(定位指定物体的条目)
▼
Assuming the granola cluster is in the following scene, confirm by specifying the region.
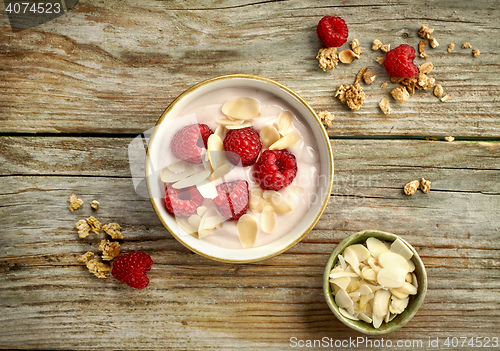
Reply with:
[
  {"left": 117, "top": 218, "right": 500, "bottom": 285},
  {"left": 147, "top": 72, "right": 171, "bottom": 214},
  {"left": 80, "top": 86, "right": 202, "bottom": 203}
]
[
  {"left": 69, "top": 194, "right": 83, "bottom": 212},
  {"left": 318, "top": 111, "right": 335, "bottom": 127},
  {"left": 335, "top": 83, "right": 365, "bottom": 111},
  {"left": 70, "top": 194, "right": 123, "bottom": 278},
  {"left": 403, "top": 178, "right": 431, "bottom": 195}
]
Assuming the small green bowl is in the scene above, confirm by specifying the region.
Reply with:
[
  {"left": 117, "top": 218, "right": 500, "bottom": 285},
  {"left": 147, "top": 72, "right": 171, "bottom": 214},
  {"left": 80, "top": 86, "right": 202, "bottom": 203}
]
[{"left": 323, "top": 230, "right": 427, "bottom": 335}]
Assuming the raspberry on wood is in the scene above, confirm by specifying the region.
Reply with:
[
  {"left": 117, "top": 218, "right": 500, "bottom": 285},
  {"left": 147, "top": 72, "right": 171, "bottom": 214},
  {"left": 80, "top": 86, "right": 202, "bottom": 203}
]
[
  {"left": 384, "top": 44, "right": 418, "bottom": 78},
  {"left": 253, "top": 150, "right": 298, "bottom": 190},
  {"left": 213, "top": 180, "right": 249, "bottom": 221},
  {"left": 224, "top": 127, "right": 262, "bottom": 167},
  {"left": 165, "top": 184, "right": 203, "bottom": 217},
  {"left": 316, "top": 16, "right": 349, "bottom": 47},
  {"left": 111, "top": 251, "right": 153, "bottom": 289},
  {"left": 170, "top": 123, "right": 213, "bottom": 164}
]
▲
> _任务说明_: 把上面全部条目逐字照录一遍，图片不要写进答案。

> _回答内容_:
Assuming the granola cluster is in the following scene, confirm by specifying the region.
Reply with:
[
  {"left": 117, "top": 218, "right": 500, "bottom": 285},
  {"left": 147, "top": 72, "right": 171, "bottom": 214},
  {"left": 80, "top": 86, "right": 202, "bottom": 203}
]
[
  {"left": 69, "top": 194, "right": 83, "bottom": 212},
  {"left": 318, "top": 111, "right": 335, "bottom": 127},
  {"left": 335, "top": 83, "right": 365, "bottom": 111},
  {"left": 70, "top": 194, "right": 123, "bottom": 278},
  {"left": 403, "top": 178, "right": 431, "bottom": 195}
]
Assuming the small green bowl is in the scene above, confirm by specifying the region.
Reply with:
[
  {"left": 117, "top": 218, "right": 500, "bottom": 285},
  {"left": 147, "top": 72, "right": 171, "bottom": 214},
  {"left": 80, "top": 86, "right": 202, "bottom": 203}
]
[{"left": 323, "top": 230, "right": 427, "bottom": 335}]
Assuming the raspberry on wood is in the scene above, confirm by specifying the region.
Reply with:
[
  {"left": 117, "top": 218, "right": 500, "bottom": 285},
  {"left": 147, "top": 72, "right": 171, "bottom": 214},
  {"left": 80, "top": 86, "right": 202, "bottom": 203}
]
[
  {"left": 384, "top": 44, "right": 418, "bottom": 78},
  {"left": 253, "top": 150, "right": 298, "bottom": 190},
  {"left": 213, "top": 180, "right": 249, "bottom": 221},
  {"left": 224, "top": 127, "right": 262, "bottom": 167},
  {"left": 165, "top": 184, "right": 203, "bottom": 217},
  {"left": 316, "top": 16, "right": 349, "bottom": 47},
  {"left": 111, "top": 251, "right": 153, "bottom": 289},
  {"left": 170, "top": 123, "right": 213, "bottom": 164}
]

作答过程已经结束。